:: SELECTED PASSAGE ::

The European Union aims to set up a “military partnership mission” in the coming months to help bolster Niger’s forces as they battle jihadists, a senior EU official said Friday.
The 27-nation bloc is revising its footprint in the volatile Sahel region after cutting back its training mission in Mali in response to the deployment of Russian mercenaries to support the ruling junta.
The EU official said Brussels had “drawn the lessons from our past experience in Mali in particular and that is why we don’t want to have a large-scale EU training mission for Niger.”
The official said the mission would involve setting up a center to help train Niger’s troops on “maintenance and logistics issues.”
It will also include “specialised training” in areas such as tackling improvised explosive devices and could provide communication and command support for Niamey’s military.
The EU is aiming to launch the new mission “in the first months” of next year, the official said.
Niger, the world’s poorest country according to the UN’s development index, is battling two insurgencies that have swept in from its neighbors.

:::

REQUIREMENT 1:
Answer these questions about the news report on the EU's planned mission in Niger:
(a) Why did the EU cut back its training mission in Mali?
(b) When does the EU aim to launch the new mission?
(c) According to the UN's development index, where does Niger rank?
REQUIREMENT 2: Continue the news report on the EU's planned mission in Niger from its last sentence.

:: RAW DATA ::

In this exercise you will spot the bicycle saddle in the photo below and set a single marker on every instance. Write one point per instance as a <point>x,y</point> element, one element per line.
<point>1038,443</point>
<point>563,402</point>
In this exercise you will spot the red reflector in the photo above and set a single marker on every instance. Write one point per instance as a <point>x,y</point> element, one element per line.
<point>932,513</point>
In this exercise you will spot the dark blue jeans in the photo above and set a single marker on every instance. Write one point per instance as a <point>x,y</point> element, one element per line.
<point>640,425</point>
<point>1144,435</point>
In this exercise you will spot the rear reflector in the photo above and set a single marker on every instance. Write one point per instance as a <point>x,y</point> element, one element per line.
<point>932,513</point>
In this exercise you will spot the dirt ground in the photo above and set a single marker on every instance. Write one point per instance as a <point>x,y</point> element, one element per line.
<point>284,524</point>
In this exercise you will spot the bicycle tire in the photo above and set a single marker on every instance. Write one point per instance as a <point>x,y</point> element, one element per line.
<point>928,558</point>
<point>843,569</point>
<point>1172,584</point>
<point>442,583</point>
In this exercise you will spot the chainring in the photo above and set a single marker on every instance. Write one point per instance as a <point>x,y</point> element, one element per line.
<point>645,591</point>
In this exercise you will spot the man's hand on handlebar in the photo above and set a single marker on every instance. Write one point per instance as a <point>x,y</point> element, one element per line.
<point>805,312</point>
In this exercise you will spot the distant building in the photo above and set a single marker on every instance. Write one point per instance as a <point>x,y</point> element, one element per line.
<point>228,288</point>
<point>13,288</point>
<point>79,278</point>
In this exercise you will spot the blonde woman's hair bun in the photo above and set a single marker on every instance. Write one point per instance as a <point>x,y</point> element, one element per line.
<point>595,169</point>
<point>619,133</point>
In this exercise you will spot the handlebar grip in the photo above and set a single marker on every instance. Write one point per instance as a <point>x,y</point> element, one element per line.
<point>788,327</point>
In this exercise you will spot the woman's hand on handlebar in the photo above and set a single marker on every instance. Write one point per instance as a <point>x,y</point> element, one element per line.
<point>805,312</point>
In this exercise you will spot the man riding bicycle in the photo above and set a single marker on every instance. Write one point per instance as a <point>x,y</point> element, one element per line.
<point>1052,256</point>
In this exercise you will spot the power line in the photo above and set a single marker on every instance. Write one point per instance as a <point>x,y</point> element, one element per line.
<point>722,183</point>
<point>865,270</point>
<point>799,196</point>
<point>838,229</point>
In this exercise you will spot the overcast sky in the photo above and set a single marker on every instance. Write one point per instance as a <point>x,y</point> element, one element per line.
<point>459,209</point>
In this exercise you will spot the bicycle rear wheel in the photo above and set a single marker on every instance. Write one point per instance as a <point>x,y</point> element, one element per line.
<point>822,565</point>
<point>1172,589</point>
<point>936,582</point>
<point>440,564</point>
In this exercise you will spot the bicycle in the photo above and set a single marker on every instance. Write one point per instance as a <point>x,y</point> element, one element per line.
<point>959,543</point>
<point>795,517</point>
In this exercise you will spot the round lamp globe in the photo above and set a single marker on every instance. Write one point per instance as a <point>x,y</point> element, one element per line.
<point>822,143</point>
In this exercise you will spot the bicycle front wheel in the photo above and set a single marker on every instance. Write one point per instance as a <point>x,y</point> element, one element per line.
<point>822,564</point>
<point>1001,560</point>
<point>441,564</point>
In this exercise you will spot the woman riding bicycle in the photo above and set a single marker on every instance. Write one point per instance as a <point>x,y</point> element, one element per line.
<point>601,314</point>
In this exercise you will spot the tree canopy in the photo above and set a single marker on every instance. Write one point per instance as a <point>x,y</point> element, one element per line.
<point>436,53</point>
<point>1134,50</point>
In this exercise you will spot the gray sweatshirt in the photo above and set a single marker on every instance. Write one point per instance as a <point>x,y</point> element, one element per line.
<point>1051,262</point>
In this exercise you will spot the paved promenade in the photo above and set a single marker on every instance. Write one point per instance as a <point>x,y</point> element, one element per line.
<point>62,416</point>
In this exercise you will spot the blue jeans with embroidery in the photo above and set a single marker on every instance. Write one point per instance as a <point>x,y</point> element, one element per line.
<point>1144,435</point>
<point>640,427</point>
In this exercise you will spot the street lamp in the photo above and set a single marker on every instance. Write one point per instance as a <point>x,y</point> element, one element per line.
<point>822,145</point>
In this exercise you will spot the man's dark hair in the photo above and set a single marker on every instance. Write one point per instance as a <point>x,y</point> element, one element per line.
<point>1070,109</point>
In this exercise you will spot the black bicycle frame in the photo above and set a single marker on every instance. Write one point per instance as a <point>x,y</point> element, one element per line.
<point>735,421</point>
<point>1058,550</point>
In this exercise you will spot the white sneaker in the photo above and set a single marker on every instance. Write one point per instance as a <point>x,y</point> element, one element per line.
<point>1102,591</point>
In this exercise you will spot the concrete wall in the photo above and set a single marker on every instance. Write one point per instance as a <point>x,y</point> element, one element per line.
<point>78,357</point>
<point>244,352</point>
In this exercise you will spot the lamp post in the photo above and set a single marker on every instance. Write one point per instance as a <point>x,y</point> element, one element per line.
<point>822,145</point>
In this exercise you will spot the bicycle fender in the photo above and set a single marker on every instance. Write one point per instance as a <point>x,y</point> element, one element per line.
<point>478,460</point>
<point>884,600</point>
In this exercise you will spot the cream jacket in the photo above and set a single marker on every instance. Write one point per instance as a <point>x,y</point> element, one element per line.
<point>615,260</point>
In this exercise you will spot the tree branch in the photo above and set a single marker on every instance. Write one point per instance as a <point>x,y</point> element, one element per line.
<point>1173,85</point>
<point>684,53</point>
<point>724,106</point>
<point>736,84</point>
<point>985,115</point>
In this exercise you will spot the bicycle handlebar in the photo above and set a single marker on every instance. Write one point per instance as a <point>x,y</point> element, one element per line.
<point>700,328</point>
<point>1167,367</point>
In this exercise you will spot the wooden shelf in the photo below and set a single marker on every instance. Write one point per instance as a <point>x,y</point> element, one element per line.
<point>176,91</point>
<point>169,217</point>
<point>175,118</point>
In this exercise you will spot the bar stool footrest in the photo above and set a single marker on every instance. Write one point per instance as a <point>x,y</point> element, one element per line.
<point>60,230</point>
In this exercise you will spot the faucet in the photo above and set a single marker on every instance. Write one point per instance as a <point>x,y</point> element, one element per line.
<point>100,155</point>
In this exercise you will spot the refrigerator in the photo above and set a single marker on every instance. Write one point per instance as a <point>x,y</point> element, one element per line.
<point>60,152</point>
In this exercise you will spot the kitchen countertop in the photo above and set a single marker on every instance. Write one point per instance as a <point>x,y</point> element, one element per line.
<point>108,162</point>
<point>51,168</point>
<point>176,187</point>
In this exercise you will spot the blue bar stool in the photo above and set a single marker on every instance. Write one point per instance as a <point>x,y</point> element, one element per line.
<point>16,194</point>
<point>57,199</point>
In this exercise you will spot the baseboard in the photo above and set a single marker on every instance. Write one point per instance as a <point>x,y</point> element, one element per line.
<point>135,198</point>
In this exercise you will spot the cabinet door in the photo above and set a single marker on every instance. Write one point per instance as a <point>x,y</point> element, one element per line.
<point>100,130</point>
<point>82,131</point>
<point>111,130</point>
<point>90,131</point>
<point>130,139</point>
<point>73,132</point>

:::

WRITTEN RESPONSE 1:
(a) It was a response to the deployment of Russian mercenaries to support Mali's ruling junta.
(b) In the first months of next year.
(c) It is the world's poorest country.

WRITTEN RESPONSE 2:
Niamey faces a longstanding Boko Haram campaign on its southeastern border with Nigeria and a seven-year offensive in the southwest which emerged from Mali, where al-Qaeda and Islamic State group jihadists are active.
Following the withdrawal of French forces from Mali this summer, the Niger government fears a security vacuum that could aggravate the situation along the 800-kilometer (500-mile) border they share.
France still fields some 3,000 troops in the Sahel, including 1,700 in Niger.
The EU already has a civilian training mission assisting Niger’s police and security services that has been running for a decade.